In 1999, on the evening of Friday, Aug. 6, Josh’s 11-year-old sister flew into Vancouver International Airport after attending a special summer school in Israel. Her parents, Ben and Jude, had tried to get her older brother, Josh, to go with them to meet her plane.
Fifteen-year-old Josh refused. The Platzers, though disappointed, didn’t insist. Their lanky, red-haired son was clinically depressed and his psychologist had suggested they give him space. So Josh, who had completed Grade 10 at Point Grey secondary school, went to his best friend’s house and watched videos with friends instead.
He never came home and never saw his sister again. The boy for whom the phone never stopped ringing had hanged himself on his best friend’s porch.
WHY JOSH’S STORY MATTERS
Canadian suicide rates have tripled over the last 30 years, with young males accounting for most of the rise. After road accidents, suicide is the second leading cause of death among Canadians aged 15 to 24.
Three times as many males as females die by suicide. For while females are more likely to think about it and attempt it, males are more likely to complete it.
Yet families, friends and the healthcare system do not understand enough about teen depression and suicide. Worse yet, few people want to confront the issue because it is so painful and shameful to the family of the victim.
But the Platzers agreed to speak out publicly about Josh to alert other parents to behaviors that signal when a teenager is thinking of committing suicide. They wanted to urge teens, teachers and other adults to speak up when they know a young person is obsessed with thoughts of death. Others knew more about their son’s anguish than they did, they said, and did not alert them.

- _Dataset excerpts_:
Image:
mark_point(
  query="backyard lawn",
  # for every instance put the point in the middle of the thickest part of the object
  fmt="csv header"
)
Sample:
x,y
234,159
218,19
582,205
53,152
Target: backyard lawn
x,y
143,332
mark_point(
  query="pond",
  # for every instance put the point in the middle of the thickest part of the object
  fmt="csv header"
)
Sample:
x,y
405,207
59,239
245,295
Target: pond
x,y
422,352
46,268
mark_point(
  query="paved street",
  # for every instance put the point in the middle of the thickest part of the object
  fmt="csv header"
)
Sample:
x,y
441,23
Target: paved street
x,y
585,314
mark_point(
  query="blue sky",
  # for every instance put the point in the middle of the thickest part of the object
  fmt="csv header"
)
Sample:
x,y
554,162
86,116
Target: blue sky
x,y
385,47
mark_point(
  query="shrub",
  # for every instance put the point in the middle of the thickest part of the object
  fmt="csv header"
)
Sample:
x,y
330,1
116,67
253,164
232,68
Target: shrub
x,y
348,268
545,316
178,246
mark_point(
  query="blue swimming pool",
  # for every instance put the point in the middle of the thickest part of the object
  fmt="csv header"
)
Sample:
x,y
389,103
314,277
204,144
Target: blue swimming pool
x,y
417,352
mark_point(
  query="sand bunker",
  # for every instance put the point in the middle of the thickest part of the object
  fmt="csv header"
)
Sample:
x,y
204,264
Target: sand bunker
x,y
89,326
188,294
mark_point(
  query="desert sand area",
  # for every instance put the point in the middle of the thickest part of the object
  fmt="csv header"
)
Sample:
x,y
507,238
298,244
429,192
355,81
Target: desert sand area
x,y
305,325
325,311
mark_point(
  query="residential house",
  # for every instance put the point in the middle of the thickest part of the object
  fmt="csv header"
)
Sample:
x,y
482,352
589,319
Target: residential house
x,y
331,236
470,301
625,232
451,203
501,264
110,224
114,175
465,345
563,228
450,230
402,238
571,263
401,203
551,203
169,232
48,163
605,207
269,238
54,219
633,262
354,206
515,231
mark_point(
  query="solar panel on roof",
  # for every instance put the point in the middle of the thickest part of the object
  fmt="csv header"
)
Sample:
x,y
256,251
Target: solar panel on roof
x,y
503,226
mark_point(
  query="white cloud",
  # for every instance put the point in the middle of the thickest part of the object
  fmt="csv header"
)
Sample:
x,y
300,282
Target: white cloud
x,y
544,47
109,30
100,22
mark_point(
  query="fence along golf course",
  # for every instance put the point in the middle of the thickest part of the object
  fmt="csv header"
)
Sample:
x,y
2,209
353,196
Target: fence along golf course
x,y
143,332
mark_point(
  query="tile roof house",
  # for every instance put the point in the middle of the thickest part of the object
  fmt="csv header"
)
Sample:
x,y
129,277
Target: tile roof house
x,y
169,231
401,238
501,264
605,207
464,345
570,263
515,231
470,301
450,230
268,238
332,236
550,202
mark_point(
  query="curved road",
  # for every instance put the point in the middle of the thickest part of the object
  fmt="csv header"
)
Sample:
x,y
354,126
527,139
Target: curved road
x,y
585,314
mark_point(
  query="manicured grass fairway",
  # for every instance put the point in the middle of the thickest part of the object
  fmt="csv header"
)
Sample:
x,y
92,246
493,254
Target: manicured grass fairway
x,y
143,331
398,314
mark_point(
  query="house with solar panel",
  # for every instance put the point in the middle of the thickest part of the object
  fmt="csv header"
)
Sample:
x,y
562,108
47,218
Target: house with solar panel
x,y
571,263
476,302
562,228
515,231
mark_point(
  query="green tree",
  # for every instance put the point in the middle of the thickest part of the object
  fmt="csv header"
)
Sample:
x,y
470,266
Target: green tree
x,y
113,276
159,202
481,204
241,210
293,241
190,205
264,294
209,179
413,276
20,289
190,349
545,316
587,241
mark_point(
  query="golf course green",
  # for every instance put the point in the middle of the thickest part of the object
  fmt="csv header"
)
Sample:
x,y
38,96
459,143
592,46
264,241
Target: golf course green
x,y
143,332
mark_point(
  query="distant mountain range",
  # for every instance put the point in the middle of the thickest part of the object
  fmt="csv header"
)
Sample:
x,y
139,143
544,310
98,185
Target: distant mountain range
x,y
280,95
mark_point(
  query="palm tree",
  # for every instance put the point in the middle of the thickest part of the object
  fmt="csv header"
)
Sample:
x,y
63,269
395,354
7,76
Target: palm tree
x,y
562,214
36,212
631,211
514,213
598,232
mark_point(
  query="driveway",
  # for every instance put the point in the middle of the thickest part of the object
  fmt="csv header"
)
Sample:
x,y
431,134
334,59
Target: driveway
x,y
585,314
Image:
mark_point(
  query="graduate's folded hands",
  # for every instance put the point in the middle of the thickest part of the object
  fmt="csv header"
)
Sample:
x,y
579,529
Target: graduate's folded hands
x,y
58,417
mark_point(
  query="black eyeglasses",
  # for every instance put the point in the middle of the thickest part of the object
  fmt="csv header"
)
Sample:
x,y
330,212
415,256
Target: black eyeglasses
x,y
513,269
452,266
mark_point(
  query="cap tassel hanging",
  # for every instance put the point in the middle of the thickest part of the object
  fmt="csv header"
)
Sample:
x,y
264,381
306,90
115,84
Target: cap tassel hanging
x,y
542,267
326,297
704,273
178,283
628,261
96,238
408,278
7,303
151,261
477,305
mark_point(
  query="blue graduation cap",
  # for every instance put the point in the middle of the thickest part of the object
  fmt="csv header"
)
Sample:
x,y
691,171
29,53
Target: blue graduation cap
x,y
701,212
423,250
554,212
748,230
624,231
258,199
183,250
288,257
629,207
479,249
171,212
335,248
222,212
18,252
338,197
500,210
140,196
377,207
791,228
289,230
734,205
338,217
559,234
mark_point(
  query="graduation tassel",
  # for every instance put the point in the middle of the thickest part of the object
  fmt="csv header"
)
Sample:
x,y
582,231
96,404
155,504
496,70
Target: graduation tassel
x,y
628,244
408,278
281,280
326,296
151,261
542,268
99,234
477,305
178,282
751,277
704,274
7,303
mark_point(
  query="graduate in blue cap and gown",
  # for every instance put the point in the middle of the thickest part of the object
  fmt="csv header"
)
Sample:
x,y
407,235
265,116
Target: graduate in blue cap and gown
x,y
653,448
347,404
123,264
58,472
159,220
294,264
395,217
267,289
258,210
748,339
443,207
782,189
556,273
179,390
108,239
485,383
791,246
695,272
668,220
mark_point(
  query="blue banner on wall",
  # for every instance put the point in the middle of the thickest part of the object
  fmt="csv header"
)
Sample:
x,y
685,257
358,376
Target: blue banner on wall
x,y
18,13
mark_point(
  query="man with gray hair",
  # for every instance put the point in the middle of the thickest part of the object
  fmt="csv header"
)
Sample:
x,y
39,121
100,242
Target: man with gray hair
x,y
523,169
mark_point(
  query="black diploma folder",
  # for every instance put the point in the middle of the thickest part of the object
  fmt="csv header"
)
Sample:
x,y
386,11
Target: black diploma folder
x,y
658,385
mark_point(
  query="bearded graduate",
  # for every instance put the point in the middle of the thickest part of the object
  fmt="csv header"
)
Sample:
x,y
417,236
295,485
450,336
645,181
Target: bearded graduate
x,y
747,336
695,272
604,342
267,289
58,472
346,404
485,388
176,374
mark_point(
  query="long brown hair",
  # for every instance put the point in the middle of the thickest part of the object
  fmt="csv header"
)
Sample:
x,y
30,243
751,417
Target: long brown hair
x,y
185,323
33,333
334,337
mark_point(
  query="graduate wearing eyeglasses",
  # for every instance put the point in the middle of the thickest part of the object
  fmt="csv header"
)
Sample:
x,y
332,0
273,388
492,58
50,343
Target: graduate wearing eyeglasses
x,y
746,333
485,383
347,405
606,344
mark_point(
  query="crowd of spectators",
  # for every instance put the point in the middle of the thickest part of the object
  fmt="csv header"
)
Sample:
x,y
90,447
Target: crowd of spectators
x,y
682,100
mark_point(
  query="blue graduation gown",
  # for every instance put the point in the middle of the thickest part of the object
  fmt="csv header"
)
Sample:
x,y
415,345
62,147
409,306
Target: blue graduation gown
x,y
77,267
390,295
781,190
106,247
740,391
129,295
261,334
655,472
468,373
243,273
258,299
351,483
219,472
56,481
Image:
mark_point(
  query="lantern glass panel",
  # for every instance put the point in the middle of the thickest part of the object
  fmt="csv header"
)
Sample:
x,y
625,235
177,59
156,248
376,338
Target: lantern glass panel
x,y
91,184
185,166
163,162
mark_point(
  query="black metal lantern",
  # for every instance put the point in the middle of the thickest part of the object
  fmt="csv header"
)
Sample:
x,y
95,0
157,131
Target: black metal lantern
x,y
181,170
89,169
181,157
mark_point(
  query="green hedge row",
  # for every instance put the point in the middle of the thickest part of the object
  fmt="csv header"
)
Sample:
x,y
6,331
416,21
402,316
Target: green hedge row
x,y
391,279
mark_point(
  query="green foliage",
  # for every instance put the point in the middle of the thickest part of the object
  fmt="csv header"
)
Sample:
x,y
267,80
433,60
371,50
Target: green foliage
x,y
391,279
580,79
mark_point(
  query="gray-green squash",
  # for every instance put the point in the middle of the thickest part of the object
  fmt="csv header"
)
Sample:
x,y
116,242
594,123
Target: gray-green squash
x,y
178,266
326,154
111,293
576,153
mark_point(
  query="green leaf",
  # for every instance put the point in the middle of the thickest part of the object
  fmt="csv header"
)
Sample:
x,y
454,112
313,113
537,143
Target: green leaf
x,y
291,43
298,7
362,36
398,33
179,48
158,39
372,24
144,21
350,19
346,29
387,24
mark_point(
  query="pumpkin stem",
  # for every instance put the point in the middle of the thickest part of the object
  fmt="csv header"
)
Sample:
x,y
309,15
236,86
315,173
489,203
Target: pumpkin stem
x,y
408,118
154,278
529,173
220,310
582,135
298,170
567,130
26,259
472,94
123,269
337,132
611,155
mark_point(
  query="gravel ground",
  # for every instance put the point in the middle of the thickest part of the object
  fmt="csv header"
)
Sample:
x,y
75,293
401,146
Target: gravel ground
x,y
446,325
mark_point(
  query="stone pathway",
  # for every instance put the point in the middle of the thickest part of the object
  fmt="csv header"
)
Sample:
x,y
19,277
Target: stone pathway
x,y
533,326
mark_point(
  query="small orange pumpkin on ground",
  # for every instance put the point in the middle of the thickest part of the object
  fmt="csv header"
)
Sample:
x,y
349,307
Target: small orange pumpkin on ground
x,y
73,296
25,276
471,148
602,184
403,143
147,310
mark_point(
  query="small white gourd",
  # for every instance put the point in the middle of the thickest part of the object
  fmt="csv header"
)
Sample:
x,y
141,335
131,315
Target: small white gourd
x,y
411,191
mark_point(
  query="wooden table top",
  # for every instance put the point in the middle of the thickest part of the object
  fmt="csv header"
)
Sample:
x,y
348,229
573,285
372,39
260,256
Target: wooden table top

- _Activity_: Resume the account of Josh's suicide and teen depression in Canada, continuing directly after its last sentence.

- _Response_:
By ‘others’, they meant doctors, psychiatrists, and the entire health care system, because Josh, like so many other teen victims of suicide, had already been diagnosed with depression and was receiving professional help. Only a month before his death, his parents had been told that Josh was not in imminent danger of suicide.
Friends also know more than parents sometimes, but there is a very strict code of confidence amongst young people, especially when it comes to revealing problems to adults. Plus, they don’t always recognize the severity of the symptoms. Josh talked a lot about his funeral, but his friends did not see the danger in that sort of talk.
Teachers and school counselors also need to pay more attention to the thoughts and ideas expressed in essays and artwork, and to consider that a high number of missed classes could be due to mental distress rather than delinquency. Josh had handed in a very dark essay and wrote constantly in a “suicide diary”.
Josh’s story matters because the symptoms of his increasing despair were so typical. Yet those around him were unable to help because they did not recognize what was happening and they did not share the information. Josh’s story matters because the work it has inspired may help another community to prevent a tragedy.